▶ [The problem] In the lines below, find the one that contains "Target: person in white coverall" and write it out exactly, along with every line that follows it.

▶ [Material for this exercise]

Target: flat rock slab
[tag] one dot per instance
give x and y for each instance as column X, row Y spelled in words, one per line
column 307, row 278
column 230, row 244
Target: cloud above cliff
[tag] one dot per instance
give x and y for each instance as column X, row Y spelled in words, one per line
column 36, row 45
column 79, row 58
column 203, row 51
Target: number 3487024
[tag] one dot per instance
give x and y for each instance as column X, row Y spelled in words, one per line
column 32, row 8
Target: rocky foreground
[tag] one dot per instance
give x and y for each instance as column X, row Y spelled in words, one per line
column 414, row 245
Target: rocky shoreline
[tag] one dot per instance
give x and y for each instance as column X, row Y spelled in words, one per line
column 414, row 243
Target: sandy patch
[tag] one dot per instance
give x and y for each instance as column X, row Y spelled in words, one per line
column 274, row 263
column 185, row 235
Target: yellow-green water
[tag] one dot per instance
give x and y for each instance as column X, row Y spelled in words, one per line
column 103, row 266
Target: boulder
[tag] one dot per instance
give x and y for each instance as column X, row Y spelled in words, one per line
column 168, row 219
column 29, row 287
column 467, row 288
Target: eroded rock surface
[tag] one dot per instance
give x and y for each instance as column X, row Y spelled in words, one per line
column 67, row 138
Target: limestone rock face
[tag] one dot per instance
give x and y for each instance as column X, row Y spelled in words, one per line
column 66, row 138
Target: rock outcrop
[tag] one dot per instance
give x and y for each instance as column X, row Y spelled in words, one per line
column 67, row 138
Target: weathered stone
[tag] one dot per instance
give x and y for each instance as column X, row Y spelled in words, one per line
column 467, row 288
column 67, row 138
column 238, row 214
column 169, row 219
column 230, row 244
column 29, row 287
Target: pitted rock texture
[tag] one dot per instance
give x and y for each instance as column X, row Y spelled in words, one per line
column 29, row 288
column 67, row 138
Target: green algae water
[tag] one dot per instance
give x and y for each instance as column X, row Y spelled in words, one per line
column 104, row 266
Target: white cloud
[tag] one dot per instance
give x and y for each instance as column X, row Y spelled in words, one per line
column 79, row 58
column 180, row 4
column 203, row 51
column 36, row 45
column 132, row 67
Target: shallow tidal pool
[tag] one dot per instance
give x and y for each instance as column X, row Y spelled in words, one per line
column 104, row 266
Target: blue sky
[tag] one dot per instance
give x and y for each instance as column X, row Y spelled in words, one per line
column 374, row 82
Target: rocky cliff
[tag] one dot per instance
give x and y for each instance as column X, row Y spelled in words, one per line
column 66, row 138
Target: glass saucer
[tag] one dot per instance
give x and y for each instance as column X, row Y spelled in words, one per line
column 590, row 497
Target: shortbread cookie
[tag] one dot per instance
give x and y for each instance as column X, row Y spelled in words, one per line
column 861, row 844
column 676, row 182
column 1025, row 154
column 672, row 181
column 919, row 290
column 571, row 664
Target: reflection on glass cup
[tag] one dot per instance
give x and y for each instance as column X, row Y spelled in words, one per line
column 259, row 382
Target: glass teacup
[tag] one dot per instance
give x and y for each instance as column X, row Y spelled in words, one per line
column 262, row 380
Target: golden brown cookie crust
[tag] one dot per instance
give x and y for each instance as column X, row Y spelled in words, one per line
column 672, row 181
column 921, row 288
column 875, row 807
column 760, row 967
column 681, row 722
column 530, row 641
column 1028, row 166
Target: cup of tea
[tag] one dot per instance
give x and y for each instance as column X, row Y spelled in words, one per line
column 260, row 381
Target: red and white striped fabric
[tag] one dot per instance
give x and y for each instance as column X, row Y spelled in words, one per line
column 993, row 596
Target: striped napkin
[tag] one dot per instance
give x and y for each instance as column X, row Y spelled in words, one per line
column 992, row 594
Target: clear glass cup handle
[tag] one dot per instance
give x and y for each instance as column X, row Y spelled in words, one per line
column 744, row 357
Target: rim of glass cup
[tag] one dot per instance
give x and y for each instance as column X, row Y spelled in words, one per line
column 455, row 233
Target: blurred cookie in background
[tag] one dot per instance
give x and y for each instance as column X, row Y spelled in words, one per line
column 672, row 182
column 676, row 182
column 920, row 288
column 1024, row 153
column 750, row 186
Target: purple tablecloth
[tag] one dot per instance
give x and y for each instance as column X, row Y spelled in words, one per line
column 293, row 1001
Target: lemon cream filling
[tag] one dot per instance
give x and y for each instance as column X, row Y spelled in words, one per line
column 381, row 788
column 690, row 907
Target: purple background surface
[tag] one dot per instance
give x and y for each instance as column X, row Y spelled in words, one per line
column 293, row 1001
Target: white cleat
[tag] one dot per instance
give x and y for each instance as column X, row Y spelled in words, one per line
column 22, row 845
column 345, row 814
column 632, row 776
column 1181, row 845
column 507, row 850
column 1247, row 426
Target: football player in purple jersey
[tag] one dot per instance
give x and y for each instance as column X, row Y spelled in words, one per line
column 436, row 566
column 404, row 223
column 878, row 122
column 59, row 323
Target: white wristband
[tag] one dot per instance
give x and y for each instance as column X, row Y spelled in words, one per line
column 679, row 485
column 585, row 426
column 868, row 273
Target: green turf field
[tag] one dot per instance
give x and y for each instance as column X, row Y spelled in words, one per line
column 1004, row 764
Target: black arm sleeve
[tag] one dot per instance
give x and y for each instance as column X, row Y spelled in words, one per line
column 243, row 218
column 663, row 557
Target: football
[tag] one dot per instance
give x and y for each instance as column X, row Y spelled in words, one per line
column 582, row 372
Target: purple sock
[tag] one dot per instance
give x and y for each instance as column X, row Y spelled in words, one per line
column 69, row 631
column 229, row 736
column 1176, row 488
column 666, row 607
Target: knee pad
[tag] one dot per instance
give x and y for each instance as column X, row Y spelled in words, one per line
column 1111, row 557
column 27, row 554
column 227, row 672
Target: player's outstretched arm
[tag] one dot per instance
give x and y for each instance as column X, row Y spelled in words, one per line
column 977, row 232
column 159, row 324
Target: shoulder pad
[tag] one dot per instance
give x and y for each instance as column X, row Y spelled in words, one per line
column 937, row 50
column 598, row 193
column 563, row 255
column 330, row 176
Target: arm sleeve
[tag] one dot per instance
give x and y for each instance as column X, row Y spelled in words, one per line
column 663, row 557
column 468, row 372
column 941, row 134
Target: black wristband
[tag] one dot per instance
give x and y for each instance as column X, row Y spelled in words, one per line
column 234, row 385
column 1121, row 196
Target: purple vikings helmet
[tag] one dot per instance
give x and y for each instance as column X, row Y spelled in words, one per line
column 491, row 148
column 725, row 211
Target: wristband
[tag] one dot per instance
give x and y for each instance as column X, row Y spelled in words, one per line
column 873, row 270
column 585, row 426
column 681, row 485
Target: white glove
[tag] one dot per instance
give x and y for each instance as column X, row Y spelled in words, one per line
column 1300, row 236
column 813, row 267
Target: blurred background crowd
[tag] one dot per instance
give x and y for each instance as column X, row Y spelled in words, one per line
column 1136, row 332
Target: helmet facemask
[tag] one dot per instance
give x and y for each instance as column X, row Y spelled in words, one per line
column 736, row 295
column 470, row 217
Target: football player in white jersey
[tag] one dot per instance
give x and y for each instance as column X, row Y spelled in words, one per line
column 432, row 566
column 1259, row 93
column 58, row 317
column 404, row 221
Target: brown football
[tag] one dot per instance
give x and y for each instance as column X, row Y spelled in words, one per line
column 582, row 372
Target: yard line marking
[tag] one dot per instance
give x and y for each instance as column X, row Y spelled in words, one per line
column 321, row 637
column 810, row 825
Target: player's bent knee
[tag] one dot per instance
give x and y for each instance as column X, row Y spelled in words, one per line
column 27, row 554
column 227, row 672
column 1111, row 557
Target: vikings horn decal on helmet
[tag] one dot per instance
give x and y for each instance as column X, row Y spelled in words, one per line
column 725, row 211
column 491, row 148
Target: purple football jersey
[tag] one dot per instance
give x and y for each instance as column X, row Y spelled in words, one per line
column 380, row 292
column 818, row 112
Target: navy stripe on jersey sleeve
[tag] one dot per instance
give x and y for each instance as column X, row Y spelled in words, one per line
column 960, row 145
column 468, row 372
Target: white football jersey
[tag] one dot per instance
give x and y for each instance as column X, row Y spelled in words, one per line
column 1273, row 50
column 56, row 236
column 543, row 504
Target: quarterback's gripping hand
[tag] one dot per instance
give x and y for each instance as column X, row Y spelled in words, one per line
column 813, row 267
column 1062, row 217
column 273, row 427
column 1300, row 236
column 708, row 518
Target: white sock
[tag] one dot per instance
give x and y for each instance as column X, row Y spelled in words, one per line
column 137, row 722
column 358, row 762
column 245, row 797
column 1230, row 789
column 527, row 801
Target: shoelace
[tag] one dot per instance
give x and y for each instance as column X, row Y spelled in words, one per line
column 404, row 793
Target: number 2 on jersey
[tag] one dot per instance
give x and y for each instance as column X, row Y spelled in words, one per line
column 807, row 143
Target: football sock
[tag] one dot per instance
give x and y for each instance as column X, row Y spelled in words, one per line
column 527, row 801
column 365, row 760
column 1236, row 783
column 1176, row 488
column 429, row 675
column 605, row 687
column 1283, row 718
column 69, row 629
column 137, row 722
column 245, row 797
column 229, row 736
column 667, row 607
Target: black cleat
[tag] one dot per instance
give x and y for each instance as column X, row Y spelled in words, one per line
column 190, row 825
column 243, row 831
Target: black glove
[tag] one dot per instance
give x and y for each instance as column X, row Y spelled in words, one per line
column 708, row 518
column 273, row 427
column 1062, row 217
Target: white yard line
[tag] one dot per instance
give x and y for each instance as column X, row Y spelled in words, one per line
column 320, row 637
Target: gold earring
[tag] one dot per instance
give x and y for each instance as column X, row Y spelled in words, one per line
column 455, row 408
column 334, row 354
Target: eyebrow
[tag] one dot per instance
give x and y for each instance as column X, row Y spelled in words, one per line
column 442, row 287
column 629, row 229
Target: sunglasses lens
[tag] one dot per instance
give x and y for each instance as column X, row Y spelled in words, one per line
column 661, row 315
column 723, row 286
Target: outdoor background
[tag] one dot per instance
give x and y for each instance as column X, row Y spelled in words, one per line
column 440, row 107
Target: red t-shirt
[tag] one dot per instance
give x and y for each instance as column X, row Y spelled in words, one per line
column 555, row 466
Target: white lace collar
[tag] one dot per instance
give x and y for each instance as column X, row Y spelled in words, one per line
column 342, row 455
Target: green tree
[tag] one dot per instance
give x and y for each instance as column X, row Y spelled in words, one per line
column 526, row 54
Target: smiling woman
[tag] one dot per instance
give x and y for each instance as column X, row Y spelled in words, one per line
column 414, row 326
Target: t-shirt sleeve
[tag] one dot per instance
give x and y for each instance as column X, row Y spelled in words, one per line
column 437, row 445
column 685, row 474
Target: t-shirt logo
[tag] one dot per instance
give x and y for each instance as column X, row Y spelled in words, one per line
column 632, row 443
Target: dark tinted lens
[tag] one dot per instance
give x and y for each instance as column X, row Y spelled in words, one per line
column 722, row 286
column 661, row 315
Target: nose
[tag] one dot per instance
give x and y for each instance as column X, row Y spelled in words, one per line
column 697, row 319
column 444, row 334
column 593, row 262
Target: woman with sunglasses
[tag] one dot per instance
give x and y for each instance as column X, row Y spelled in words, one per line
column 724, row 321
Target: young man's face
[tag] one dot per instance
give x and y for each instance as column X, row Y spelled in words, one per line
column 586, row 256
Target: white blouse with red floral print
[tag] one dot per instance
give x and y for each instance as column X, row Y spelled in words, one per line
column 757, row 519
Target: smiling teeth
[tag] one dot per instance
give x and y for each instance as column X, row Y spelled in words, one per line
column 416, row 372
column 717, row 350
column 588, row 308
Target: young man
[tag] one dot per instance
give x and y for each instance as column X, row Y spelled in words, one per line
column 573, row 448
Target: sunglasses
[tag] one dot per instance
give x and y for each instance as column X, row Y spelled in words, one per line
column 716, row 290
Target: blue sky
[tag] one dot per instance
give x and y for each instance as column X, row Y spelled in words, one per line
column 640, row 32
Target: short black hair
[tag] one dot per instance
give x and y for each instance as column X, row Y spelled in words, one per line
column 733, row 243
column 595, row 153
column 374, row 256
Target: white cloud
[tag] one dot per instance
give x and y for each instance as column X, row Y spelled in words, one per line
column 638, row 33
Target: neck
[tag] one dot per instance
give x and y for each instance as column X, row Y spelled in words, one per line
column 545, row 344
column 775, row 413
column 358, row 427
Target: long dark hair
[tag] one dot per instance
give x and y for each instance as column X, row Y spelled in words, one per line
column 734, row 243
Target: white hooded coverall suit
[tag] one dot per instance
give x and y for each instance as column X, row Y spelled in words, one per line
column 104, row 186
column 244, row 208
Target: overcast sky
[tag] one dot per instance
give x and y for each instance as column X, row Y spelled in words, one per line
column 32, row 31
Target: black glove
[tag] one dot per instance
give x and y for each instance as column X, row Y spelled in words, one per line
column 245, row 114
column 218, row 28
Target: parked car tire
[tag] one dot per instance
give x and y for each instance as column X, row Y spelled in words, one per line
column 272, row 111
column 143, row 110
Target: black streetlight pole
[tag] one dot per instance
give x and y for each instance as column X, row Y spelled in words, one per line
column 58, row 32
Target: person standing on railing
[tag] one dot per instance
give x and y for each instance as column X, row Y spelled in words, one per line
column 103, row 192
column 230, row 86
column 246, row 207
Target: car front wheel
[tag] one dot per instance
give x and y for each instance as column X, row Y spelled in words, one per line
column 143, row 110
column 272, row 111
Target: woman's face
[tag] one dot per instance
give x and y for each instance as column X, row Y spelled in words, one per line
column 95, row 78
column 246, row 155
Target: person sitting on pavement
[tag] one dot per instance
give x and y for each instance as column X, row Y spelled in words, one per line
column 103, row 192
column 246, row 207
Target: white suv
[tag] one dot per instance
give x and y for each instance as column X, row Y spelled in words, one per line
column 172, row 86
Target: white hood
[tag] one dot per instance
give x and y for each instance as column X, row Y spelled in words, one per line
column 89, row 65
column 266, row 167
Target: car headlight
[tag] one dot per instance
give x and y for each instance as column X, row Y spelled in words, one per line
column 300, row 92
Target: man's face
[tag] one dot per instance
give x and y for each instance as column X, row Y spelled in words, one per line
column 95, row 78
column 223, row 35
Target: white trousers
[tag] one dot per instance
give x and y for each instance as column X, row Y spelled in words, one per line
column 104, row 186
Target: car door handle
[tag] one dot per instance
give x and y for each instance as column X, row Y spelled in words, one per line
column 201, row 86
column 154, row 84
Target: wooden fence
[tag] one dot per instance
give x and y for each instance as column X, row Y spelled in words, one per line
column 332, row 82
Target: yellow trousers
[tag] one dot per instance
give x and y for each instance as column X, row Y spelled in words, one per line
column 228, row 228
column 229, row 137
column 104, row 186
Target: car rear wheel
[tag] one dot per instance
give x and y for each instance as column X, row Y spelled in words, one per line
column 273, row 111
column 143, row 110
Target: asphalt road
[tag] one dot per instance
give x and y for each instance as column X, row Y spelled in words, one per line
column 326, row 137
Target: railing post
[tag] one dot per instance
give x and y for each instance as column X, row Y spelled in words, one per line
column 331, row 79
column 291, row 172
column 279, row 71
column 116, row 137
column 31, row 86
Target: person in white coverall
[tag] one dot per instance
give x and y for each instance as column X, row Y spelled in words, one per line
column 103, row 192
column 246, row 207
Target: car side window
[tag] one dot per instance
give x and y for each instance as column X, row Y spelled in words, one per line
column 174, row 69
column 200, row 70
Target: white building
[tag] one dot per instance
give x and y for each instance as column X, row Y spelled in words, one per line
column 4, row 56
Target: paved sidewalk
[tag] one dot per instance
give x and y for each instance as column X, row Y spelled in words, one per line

▶ [Result of the task]
Target: person in white coverall
[tag] one dot per instance
give x and y for each instance as column X, row Y spelled in words, one per line
column 103, row 192
column 246, row 207
Target: car side window
[tag] one dot per instance
give x and y for each instance as column X, row Y spelled in words, one per line
column 174, row 69
column 200, row 70
Target: white building
[tag] one dot per instance
give x and y for each instance as column X, row Y spelled in words, one per line
column 4, row 56
Target: paved sidewalk
[tag] one dot per instance
give x and y for each instance as column X, row Y spelled in words, one per line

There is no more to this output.